**WHAT THE EXERCISE ASKS:** Return every one of the following items unchanged, line for line.

========

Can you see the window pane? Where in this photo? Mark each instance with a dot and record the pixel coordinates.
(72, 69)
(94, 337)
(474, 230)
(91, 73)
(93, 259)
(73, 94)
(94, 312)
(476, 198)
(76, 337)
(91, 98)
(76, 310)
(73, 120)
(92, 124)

========

**EXERCISE RESULT:**
Can you see the window pane? Where in this photo? Mark each instance with a dot and record the pixel coordinates.
(72, 69)
(94, 337)
(474, 230)
(91, 73)
(93, 259)
(73, 94)
(94, 312)
(476, 198)
(76, 337)
(91, 98)
(76, 310)
(73, 120)
(92, 124)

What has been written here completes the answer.